====== ZITIERTER TEXTAUSZUG ======

Der VW-Dieselskandal von 2015 ist der wohl größte Skandal in der Geschichte der deutschen Autoindustrie. Er kostete Volkswagen bereits mehrere Milliarden Euro und es nimmt kein Ende. Immer noch stehen Zehntausende offene Klagen gegen den Konzern.
Nach dem Skandalmotor EA 189 ist nun durch interne Papiere bekannt geworden, dass auch der Nachfolgemotor EA 288 betroffen ist. Bis Mitte 2016 wurden dort illegale Abschalteinrichtungen verbaut, um die Abgasemissionen zu manipulieren. Der VW-Konzern versucht vehement gegen die Klagen vorzugehen. Doch wird er damit durchkommen?
Kampagne gegen Verbraucheranwälte
VW hat nun eine richtige Anti-Klage-Kampagne gestartet und begonnen, die Klägeranwälte stark zu kritisieren. Die Behauptungen des Konzerns sind allerdings sehr ominös und mit Vorurteilen behaftet.

====== VORGEGEBENE ZEILEN ======

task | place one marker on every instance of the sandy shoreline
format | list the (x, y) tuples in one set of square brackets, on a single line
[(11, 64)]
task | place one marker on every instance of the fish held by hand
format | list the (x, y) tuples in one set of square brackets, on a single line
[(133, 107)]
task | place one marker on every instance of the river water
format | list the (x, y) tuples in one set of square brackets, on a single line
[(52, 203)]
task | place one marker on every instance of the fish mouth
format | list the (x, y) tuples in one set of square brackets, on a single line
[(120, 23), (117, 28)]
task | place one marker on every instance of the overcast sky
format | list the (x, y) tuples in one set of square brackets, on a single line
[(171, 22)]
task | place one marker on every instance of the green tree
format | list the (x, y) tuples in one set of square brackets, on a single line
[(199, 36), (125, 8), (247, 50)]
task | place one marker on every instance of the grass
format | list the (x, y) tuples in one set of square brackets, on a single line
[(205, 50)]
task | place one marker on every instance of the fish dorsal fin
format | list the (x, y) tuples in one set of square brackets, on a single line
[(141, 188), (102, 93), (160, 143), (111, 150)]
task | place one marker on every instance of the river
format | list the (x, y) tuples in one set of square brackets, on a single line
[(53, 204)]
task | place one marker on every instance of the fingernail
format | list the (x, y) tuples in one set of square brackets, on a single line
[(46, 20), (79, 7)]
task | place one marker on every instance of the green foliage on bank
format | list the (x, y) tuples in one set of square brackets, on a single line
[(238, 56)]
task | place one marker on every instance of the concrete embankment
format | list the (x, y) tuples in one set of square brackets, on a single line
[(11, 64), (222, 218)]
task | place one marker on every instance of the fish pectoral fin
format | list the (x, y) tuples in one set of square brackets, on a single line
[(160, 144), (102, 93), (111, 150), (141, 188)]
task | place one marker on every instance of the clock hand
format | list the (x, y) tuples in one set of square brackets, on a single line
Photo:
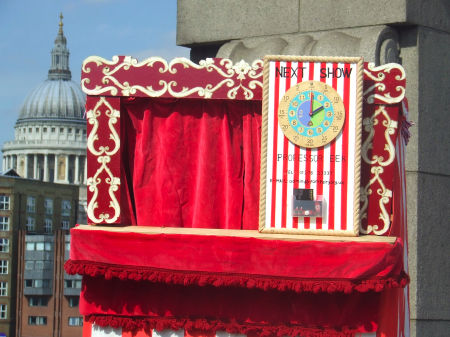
[(317, 110)]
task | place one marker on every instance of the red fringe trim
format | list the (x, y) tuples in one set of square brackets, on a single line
[(140, 323), (224, 280)]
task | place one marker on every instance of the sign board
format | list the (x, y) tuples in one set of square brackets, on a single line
[(311, 144)]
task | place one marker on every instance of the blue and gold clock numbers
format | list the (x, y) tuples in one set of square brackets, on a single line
[(311, 114)]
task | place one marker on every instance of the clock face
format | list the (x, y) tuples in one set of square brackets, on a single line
[(311, 114)]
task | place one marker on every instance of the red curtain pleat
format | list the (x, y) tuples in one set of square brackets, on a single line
[(195, 163)]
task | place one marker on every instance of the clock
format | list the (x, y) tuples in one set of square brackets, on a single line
[(311, 114)]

======

### AUFGABE
Welcher Motor ist laut dem Text zum VW-Dieselskandal neben dem EA 189 ebenfalls betroffen? Die Zeilen stehen in keinem Zusammenhang mit dem Text.

### ANTWORT
Der Nachfolgemotor EA 288.